* **WHAT IS BEING ASKED**: Every entry in the data that follows should come back exactly, pictures aside.

* **SOURCE DATA**:
****************
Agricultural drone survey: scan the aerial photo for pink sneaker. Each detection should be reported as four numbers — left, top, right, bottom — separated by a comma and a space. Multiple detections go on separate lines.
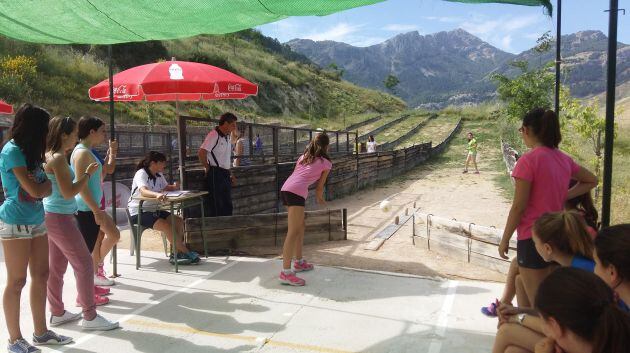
293, 259, 314, 272
94, 286, 111, 296
279, 271, 305, 286
76, 294, 109, 307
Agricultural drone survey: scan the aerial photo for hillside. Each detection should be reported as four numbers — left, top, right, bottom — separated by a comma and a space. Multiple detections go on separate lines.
289, 29, 629, 108
0, 30, 405, 126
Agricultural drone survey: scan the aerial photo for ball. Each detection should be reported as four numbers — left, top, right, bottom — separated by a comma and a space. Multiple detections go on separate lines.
379, 200, 391, 213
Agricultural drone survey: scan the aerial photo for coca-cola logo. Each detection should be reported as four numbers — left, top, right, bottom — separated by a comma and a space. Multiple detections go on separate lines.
113, 85, 128, 95
227, 83, 242, 92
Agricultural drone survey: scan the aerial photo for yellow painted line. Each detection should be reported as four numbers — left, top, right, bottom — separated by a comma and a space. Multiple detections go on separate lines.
127, 319, 355, 353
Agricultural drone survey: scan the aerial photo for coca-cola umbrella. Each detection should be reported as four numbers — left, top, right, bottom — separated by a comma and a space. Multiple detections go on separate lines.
0, 100, 13, 115
88, 59, 258, 185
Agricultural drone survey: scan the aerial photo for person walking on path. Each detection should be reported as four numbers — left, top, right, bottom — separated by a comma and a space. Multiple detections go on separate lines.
0, 104, 73, 353
198, 112, 238, 217
44, 116, 118, 331
463, 132, 479, 174
278, 132, 332, 286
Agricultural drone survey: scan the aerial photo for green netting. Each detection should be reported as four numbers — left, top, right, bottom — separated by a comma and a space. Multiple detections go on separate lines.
0, 0, 552, 45
0, 0, 384, 44
446, 0, 552, 15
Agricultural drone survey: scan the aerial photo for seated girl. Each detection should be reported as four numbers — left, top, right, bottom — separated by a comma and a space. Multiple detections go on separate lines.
594, 224, 630, 313
493, 211, 595, 353
535, 267, 630, 353
127, 151, 199, 265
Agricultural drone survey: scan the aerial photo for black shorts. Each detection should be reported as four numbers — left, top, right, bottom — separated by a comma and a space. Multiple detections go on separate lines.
130, 211, 171, 229
517, 238, 550, 269
75, 211, 101, 253
281, 191, 305, 207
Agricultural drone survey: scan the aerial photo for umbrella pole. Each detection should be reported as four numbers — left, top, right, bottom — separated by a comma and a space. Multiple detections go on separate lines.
554, 0, 561, 116
601, 0, 620, 227
176, 99, 187, 189
108, 45, 119, 277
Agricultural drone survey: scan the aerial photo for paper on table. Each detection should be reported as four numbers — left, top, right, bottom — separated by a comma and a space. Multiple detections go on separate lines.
164, 191, 184, 197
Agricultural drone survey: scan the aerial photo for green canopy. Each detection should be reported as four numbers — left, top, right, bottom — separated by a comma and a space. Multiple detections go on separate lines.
0, 0, 552, 44
447, 0, 552, 14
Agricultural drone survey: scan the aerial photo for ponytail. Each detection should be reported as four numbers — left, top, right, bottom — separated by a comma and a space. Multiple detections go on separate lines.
136, 151, 166, 180
533, 211, 593, 259
301, 132, 330, 165
536, 268, 630, 353
522, 108, 561, 148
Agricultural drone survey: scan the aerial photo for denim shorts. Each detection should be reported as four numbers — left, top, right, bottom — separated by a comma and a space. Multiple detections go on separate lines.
0, 221, 47, 240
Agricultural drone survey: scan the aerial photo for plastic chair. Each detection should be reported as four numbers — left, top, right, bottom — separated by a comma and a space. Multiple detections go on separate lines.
126, 208, 169, 257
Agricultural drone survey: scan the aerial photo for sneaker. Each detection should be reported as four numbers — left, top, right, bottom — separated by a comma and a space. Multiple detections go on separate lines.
80, 314, 119, 331
7, 338, 40, 353
32, 330, 73, 346
94, 274, 115, 286
481, 301, 498, 317
293, 259, 314, 272
49, 310, 81, 327
76, 294, 109, 307
462, 170, 468, 174
169, 253, 192, 265
184, 251, 201, 264
97, 263, 106, 277
94, 286, 111, 296
279, 271, 305, 286
474, 171, 480, 174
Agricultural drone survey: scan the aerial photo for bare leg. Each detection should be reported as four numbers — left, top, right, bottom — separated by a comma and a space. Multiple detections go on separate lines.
2, 239, 31, 342
472, 154, 479, 172
519, 266, 553, 307
493, 323, 542, 353
28, 235, 49, 336
282, 206, 304, 270
153, 216, 188, 254
515, 274, 530, 308
464, 155, 471, 171
293, 218, 306, 261
92, 213, 120, 272
500, 258, 520, 304
92, 230, 105, 269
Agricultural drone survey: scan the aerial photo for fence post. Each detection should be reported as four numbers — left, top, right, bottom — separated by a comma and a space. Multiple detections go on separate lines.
248, 123, 254, 164
346, 132, 350, 153
273, 127, 279, 164
293, 128, 297, 156
336, 131, 339, 153
142, 131, 148, 155
427, 214, 432, 250
342, 208, 348, 240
****************
* **REPLY**:
Agricultural drone survey: scan the aerial photo for pink sneaker. Each detection should be reported as four numbers — left, top, right, bottom — separated by a comma and a space. Multiple detections go on separate lines.
293, 259, 314, 272
94, 286, 111, 296
279, 271, 305, 286
76, 294, 109, 307
Agricultural drone survey: scan the aerial photo for hillside. Each detection should be reported as four numbers — left, top, right, bottom — separated by a comma and a space. Multiple detections go on separate lines.
289, 29, 629, 108
0, 30, 405, 126
Agricultural drone survey: scan the aerial photo for ball. Each detection should be reported as four numbers — left, top, right, bottom — separated by a comma and a space. Multiple detections go on separate lines.
379, 200, 391, 213
Agricultural drone survey: scan the aerial photo for coca-cola logo. Each detection should be reported as four numbers — left, top, right, bottom — separated by a comma and a space. Multiple detections go on separate lines.
113, 85, 128, 95
227, 83, 242, 92
Agricultural drone survey: scan the aerial photo for yellow painted line. Each detection should be reported as four numbers — left, top, right, bottom — separated by a comma and a space. Multiple detections go on separate lines.
127, 319, 355, 353
Agricultural drone survey: scan the aerial photo for coca-cola umbrella. Each detection should be reported as four numbers — left, top, right, bottom — separated by a comma and a space. Multiple detections go on separate lines.
0, 100, 13, 115
88, 59, 258, 185
Agricultural drone survey: scan the aerial photo for person walking on path. Each detection should be reported as four numbers — left, top, right, bottom — separated by a comma and a space. Multiple detections go on separate lines.
0, 104, 73, 353
198, 112, 238, 217
44, 116, 118, 331
463, 132, 479, 174
278, 132, 332, 286
Agricultural drone survey: scan the aerial photo for green netting. Each detection should be reported as four numbers — left, top, right, bottom — separated by a comma and a space. Multiple detections go on separate lines.
0, 0, 552, 45
0, 0, 384, 44
446, 0, 552, 15
Agricultural drone survey: scan the aerial photo for seated girl. Each detection should be reported as four numbers — left, top, right, bottom — separated by a comma and a space. Multiple detections go on separate lines.
594, 224, 630, 313
493, 211, 595, 353
535, 267, 630, 353
127, 151, 199, 265
Agricultural drone survey: scan the aerial photo for black shorts. Each detection should be reported as four numbers — left, top, right, bottom — separated by a comma and a space. Multiple detections go on separate lines.
130, 211, 171, 229
517, 238, 550, 269
75, 211, 101, 253
281, 191, 305, 207
Agricultural drone survey: scan the aerial photo for umbrella pole. Each detection should be reported as four numbers — left, top, right, bottom — separated by a comma and a space. Multiple detections go on separate lines.
554, 0, 561, 116
601, 0, 620, 227
176, 99, 187, 189
108, 45, 119, 277
Agricultural drone survey: scan the aerial photo for paper on table. Each detection should be reported as four numbers — left, top, right, bottom — separated by a comma and a space. Multiple detections go on separate lines.
164, 191, 184, 197
Agricultural drone survey: scan the aerial photo for green canopy. Each detection should be reported as four numbers — left, top, right, bottom — separated by a comma and a space. Multiple detections go on separate lines.
0, 0, 552, 44
447, 0, 552, 14
Agricultural drone survey: scan the aerial photo for ponytail. Each detection should be reported as four numbers — left, top, right, bottom — separated by a comma and a space. Multiple detections go on separate lines.
136, 151, 166, 180
533, 211, 593, 259
301, 132, 330, 165
536, 268, 630, 353
522, 108, 561, 148
Agricultural drone survey: scan the aerial photo for denim shorts. Each detection should be reported as four numbers — left, top, right, bottom — separated by a comma and a space. Multiple detections go on separate lines.
0, 221, 47, 240
Agricultural drone survey: scan the aerial photo for plastic chair. Each detection should be reported as four numbers — left, top, right, bottom — separated by a comma and a space. Multiple detections go on separate lines.
126, 208, 169, 257
Agricultural drone survey: scan the aerial photo for sneaker. Each detection should be reported as four numbers — left, top, right, bottom — separated by a comma and a space. Multiple detections go on separate lines.
80, 314, 119, 331
7, 338, 40, 353
32, 330, 73, 346
94, 274, 115, 286
481, 301, 498, 317
293, 259, 314, 272
49, 310, 81, 327
76, 294, 109, 307
462, 170, 468, 174
169, 253, 192, 265
184, 251, 201, 264
97, 263, 106, 277
94, 286, 111, 296
279, 271, 305, 286
474, 171, 480, 174
Agricultural drone survey: scan the aerial photo for bare leg. Each detection should be reported as four numbers — left, top, right, bottom — separated by a comma and a space. Multiple detections go on separate lines.
2, 239, 31, 342
472, 154, 479, 172
519, 266, 553, 307
493, 323, 542, 353
28, 235, 49, 336
282, 206, 304, 270
153, 216, 188, 254
515, 274, 530, 308
464, 155, 471, 171
293, 218, 306, 261
92, 213, 120, 272
500, 258, 520, 304
92, 230, 105, 269
Agricultural drone survey: scan the aerial photo for fence post. Each detection should be reported as four numbers — left, top, right, bottom — separated by a comma and a space. Multiple detections go on separate lines.
248, 123, 254, 164
346, 132, 350, 153
273, 127, 279, 164
293, 128, 297, 156
336, 131, 339, 153
142, 131, 148, 155
427, 214, 432, 250
342, 208, 348, 240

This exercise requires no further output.